------ INFORMATION PROVIDED
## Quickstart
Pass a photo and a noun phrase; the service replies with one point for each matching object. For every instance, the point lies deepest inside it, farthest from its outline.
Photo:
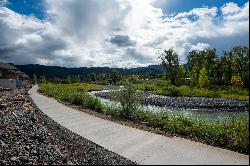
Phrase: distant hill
(62, 72)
------------
◆ EXERCISE PROMPT
Update the lines above by replacing "noun phrase" with "text query", keeping all other text as it is, and omit the pictures from your answer.

◆ RESPONSE FOR THIS EXERCISE
## Quickstart
Pass a photo and a text query; the service replies with one point for each matching object. For every instance, the point lies deepest inside it, farthest from its outline.
Photo:
Phrase: distant hill
(62, 72)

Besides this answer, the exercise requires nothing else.